# Start of Data for the task

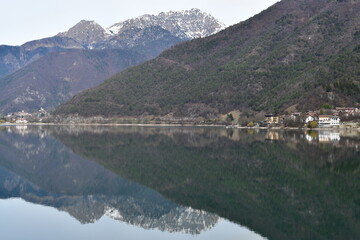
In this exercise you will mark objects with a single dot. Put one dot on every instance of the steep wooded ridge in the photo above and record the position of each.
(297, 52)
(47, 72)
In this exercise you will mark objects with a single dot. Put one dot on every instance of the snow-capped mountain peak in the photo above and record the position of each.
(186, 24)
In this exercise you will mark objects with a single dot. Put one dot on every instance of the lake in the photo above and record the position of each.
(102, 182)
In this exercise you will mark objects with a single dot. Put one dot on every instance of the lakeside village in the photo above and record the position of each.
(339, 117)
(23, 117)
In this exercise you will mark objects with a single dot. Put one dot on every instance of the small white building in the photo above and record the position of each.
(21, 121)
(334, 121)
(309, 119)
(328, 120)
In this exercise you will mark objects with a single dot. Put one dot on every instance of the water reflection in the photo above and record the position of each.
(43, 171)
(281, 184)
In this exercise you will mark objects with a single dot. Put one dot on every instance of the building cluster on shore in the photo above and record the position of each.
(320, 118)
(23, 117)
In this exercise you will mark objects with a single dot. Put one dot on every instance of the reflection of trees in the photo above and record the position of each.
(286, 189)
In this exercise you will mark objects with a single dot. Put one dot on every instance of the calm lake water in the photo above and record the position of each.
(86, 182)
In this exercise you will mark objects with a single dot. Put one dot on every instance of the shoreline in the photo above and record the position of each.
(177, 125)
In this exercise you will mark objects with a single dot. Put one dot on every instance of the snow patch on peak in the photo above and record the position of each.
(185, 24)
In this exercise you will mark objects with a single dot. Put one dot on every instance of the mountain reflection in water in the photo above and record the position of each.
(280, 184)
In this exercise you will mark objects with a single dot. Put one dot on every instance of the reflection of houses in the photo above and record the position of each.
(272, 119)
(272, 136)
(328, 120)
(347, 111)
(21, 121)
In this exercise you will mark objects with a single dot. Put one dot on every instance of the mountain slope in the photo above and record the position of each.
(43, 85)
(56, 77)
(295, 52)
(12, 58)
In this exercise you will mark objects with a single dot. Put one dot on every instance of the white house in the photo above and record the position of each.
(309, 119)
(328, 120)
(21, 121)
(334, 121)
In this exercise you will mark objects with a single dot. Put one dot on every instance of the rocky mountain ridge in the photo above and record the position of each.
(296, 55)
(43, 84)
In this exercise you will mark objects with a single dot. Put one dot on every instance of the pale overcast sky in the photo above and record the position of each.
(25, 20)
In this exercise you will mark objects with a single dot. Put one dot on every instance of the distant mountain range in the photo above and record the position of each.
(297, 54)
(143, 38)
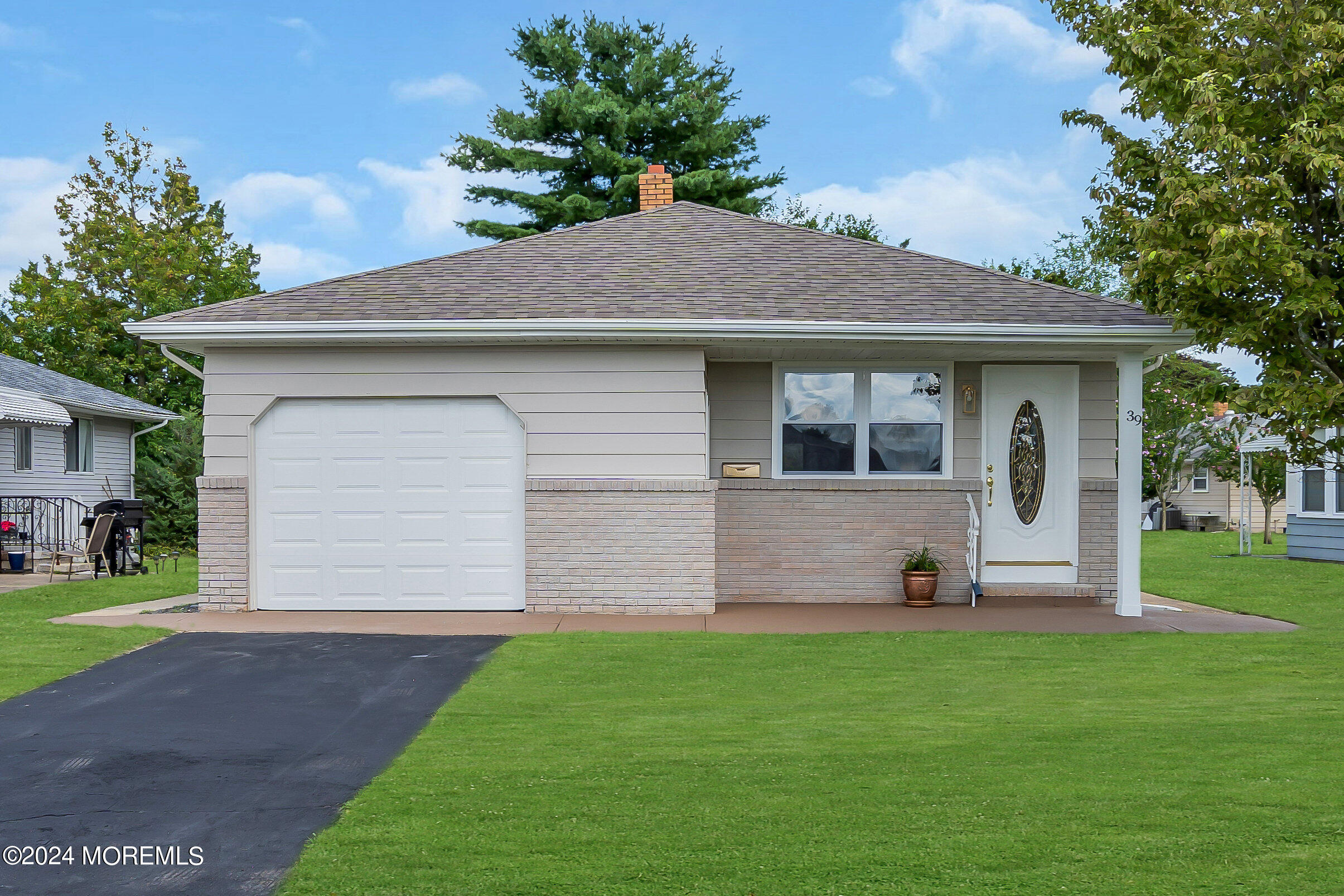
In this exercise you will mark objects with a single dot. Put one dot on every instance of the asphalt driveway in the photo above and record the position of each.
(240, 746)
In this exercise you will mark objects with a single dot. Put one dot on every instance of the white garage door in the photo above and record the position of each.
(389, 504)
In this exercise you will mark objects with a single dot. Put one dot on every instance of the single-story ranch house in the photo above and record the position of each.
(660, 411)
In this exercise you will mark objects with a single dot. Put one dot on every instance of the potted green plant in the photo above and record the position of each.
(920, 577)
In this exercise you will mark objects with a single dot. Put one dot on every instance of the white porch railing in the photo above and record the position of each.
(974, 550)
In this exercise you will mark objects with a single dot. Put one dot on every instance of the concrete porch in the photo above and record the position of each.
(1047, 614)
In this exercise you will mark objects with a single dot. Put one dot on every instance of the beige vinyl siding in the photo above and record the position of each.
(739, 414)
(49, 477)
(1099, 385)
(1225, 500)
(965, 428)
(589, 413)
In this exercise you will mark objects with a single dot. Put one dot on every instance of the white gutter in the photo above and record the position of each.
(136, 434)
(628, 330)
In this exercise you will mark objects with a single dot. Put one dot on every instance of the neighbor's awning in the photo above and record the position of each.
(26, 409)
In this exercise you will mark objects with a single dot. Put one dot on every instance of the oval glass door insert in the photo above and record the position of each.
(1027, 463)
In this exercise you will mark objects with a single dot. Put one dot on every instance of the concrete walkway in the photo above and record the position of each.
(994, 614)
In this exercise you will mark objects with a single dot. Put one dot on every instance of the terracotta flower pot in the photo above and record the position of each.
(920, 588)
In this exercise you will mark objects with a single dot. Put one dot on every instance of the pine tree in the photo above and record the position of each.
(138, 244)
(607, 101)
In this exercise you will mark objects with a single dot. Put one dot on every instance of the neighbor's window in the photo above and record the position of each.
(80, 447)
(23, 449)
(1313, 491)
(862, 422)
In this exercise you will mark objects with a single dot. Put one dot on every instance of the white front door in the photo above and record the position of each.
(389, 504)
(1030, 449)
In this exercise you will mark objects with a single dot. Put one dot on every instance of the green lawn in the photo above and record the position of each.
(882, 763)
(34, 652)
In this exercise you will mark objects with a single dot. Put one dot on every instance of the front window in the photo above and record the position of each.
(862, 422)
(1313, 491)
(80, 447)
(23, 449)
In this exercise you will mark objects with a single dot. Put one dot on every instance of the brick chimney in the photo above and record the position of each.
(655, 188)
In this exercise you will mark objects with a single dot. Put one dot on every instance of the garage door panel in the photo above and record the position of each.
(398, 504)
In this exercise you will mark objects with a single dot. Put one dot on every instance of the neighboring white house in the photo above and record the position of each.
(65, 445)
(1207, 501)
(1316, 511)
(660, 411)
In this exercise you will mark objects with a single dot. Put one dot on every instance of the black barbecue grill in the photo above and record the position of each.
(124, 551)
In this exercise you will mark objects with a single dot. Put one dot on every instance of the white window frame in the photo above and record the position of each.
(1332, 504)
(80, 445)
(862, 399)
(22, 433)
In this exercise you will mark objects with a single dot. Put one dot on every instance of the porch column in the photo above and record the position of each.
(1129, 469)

# End of Data for the task

What the task requires
Write out all of the material above verbatim, leaving out the pictures.

In response
In this exercise you will mark objects with a single dot. Put one dot on every instance of the steep wooded ridge in the photo above and record the position of each.
(297, 52)
(47, 72)
In this exercise you will mark objects with a single dot. Put one dot on every instance of the snow-capped mountain peak in the photo above and record the position of each.
(186, 24)
In this exercise you will mark objects with a single dot. Put one dot on every instance of the lake in the photo above and record the position of each.
(102, 182)
In this exercise you will mark objects with a single dot. Put one dot on every instance of the lakeside village in the photo above and record the position of each.
(339, 117)
(23, 117)
In this exercise you will mark objects with a single dot. Put one dot on every instance of the small white building in the photo above and record the position of each.
(21, 121)
(334, 121)
(309, 119)
(328, 120)
In this exercise you will mark objects with a single dot. Put one dot on every instance of the water reflection in the photo above and record the position of each.
(43, 171)
(281, 184)
In this exercise you will mark objects with a single dot. Put one dot on every instance of the building cluster on shore in the photo above and record the position of each.
(320, 118)
(23, 117)
In this exercise you will mark objects with a single dot. Put one dot on every instance of the reflection of trees in the photo above and record the position of each.
(286, 189)
In this exercise you will mark objects with a single dot. Put one dot on every instance of the calm lake water in the photo above and record the position of each.
(86, 182)
In this exercise you will mark objects with a single dot. Put one dot on every instance of the shoreline in the photo above and record the position of each.
(177, 125)
In this exercise you will mark objects with a single dot. Put one dot on every instance of the snow patch on peak in the photo above and record the position of each.
(185, 24)
In this exercise you will mark objects with a single dot. Put one dot on every instance of the mountain reflection in water in the photo above and record the position of each.
(280, 184)
In this exercise you will mark objects with a single dot. Put one dot on every instance of the reflection of houses in the photo above and record the position of each.
(272, 119)
(272, 136)
(328, 120)
(347, 111)
(21, 121)
In this exercise you will mark objects with a single dot. Put one dot on every instance of the mountain slope in the photo above and record the position of each.
(43, 85)
(56, 77)
(295, 52)
(12, 58)
In this exercise you will mark objects with a single dot. Put one dot on every instance of the white house in the photo above and record the position of each.
(309, 119)
(328, 120)
(21, 121)
(334, 121)
In this exercise you will mark objects with a single dot. Put one dot on every instance of the rocky mountain ridge in the photo above and record the position of each.
(296, 55)
(43, 84)
In this exercise you will mark objects with a single dot. Put one dot on every instance of the pale overcast sky in the photo above and record the position of each.
(25, 20)
In this exercise you will mark objects with a single dot. Put one dot on every instance of the distant mountain range in the photo above and record the position of each.
(297, 54)
(143, 38)
In this exercise you will mark objects with a single dot. Put one dot on every instance of the asphalt driveway in the photo above and record the position of each.
(240, 746)
In this exercise you will mark objects with a single dot. Put one dot on every instance of the white garage door in the photo above and record the position of each.
(389, 504)
In this exercise you will mark objects with a single dot. Put one dot on every instance of the single-story ranch house in the photo above and record the position of each.
(660, 411)
In this exercise you will mark objects with a single dot. Put one dot on every instance of the potted green plant in the photo above and record the position of each.
(920, 577)
In this exercise you will mark objects with a single dot. Put one dot on every instance of the white porch railing in the photo above and record the position of each.
(974, 550)
In this exercise you will mark objects with a single dot. Put one dot on every instance of the concrete porch in the photo above and record the position of each.
(1047, 614)
In this exercise you will mark objects with a single dot. Put one dot on every instance of the beige vinyl siding in the photo above and record the position of each.
(739, 414)
(49, 477)
(1099, 385)
(1225, 500)
(965, 428)
(589, 413)
In this exercise you will mark objects with a single dot. Put one dot on every instance of the white gutter in the photo above and record the position of each.
(136, 434)
(628, 330)
In this exercise you will mark objects with a single dot. Put one dot on every instance of the neighbor's awning in the photo above and record the position of each.
(26, 409)
In this exercise you will mark objects with a single dot. Put one dot on every instance of the oval glass door insert in the photo above and record the position of each.
(1027, 463)
In this exercise you will mark objects with a single dot. Put one dot on every instance of the concrete walkway in the photo above and record the position of each.
(994, 614)
In this exercise you will mark objects with a single dot. Put one dot on every instance of the terracotta flower pot in the photo above and record the position of each.
(920, 588)
In this exercise you will mark objects with a single dot. Put one dot on every instance of the pine tree in the photo above and record the position of each.
(138, 244)
(607, 101)
In this exercise you will mark objects with a single dot. Put one dot on every instance of the neighbor's window in the photo above and record the position of each.
(80, 447)
(23, 449)
(1313, 491)
(862, 422)
In this exercise you will mark objects with a single dot. Put one dot on every instance of the white front door in the photo above and record the position of each.
(389, 504)
(1030, 449)
In this exercise you will mark objects with a single dot. Put one dot on every instance of the green lawn in the photo above and record the position of each.
(882, 763)
(34, 652)
In this exercise you will mark objects with a single dot. Put one dot on every instance of the front window in the photo above and record the position of each.
(862, 422)
(1313, 491)
(80, 447)
(23, 449)
In this exercise you will mark objects with a single dot. Put one dot on every instance of the brick chimney in the photo above and record the position of each.
(655, 188)
In this exercise you will mark objects with a single dot. Put one dot on every instance of the garage door panel in the photo above and record the position of each.
(398, 504)
In this exercise you will mark objects with a single dot. Put one dot on every instance of the neighboring white house in the photo above and record the position of each.
(65, 445)
(1207, 501)
(1316, 511)
(660, 411)
In this exercise you will mark objects with a single dot. Put one dot on every instance of the black barbecue grill in the photo above and record the position of each.
(124, 551)
In this exercise you will mark objects with a single dot. Put one dot on every instance of the white window frame in the photo above and record the position of each.
(1332, 504)
(80, 445)
(862, 399)
(22, 433)
In this exercise you will mark objects with a single dot. Put one dot on every instance of the porch column in the photo above and record the position of each.
(1129, 469)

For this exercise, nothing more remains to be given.